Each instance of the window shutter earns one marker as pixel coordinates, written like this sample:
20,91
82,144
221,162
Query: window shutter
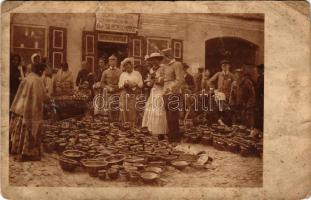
177,46
57,46
89,49
137,49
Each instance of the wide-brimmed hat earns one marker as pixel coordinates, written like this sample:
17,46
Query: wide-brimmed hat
224,62
168,52
238,70
155,55
112,57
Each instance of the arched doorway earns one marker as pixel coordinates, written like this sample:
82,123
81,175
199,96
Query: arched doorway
237,50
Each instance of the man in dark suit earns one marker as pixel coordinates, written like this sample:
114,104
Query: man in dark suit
173,80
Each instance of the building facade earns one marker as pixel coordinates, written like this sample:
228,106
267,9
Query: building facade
197,39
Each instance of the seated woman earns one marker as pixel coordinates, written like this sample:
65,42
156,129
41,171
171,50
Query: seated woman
27,116
130,83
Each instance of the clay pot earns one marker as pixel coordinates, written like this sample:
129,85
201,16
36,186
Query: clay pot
113,173
68,164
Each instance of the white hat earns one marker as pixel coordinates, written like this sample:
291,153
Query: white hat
112,57
33,57
127,60
155,55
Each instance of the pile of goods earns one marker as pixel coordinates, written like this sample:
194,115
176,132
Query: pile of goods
63,88
71,104
114,150
234,139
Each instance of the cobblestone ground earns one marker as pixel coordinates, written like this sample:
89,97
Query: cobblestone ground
226,170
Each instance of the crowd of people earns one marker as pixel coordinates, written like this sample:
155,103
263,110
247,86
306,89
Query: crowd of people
157,94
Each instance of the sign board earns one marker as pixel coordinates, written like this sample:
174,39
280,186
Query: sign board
117,22
114,38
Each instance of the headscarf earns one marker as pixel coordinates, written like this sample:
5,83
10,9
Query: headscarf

============

• What to do: Without the pictures, output the full listing exactly as it stands.

• Task result:
Each instance of the window shutter earns one marker as pixel coordinates, written like this sample:
20,91
82,144
221,162
Query: window shutter
177,46
57,46
89,49
137,49
Each instance of the wide-brimmed hat earns one marker as pixel coordinates, written like this sample:
17,46
Query: wide-brimmed hat
224,62
168,52
238,70
155,55
112,57
Each instance of the arched doorway earns one marker as pixel coordinates, written like this sample:
82,123
81,175
199,96
Query: arched doorway
237,50
Each instance of the man in dark suit earns one marker as pixel coordinates, written like this sample:
114,104
Query: man in dark suit
173,80
Each instance of the building facade earns one marker as pixel coordinates, written like this sample:
228,106
267,9
Query: building facade
197,39
Each instance of the seated woman earns one marker as pixel coordinates, written like this sample:
65,42
156,129
41,171
171,50
Query: seated woman
27,116
130,83
Each instance of the clay pot earns one marker as pixel coordinates, written like this sample:
129,85
201,16
36,186
Query: clay pot
113,173
68,164
Each instance of the white hat earns one marker as pixel coordinates, written like this sample:
291,153
Query: white hat
112,57
33,57
127,60
155,55
Each instance of the pile of goods earns one marker as pixel coordinates, written like this sample:
194,115
176,132
Query: pile of goods
63,88
71,104
114,150
234,139
Each instance of the cobblestone ground earns one marker as pixel coordinates, written like this sample:
89,97
Query: cobblestone ground
226,170
Each instance of the crowd of people earns one marker as pixel coordinates, written like this sample:
155,103
263,110
247,86
306,89
Query: crowd of people
157,94
Each instance of the sign board earns one marker as pixel coordinates, written like this sample:
174,39
280,186
Query: sign board
117,22
114,38
Each instance of the headscarf earns one marker as pixel coordinates, written like this sample:
5,83
10,9
Query: headscarf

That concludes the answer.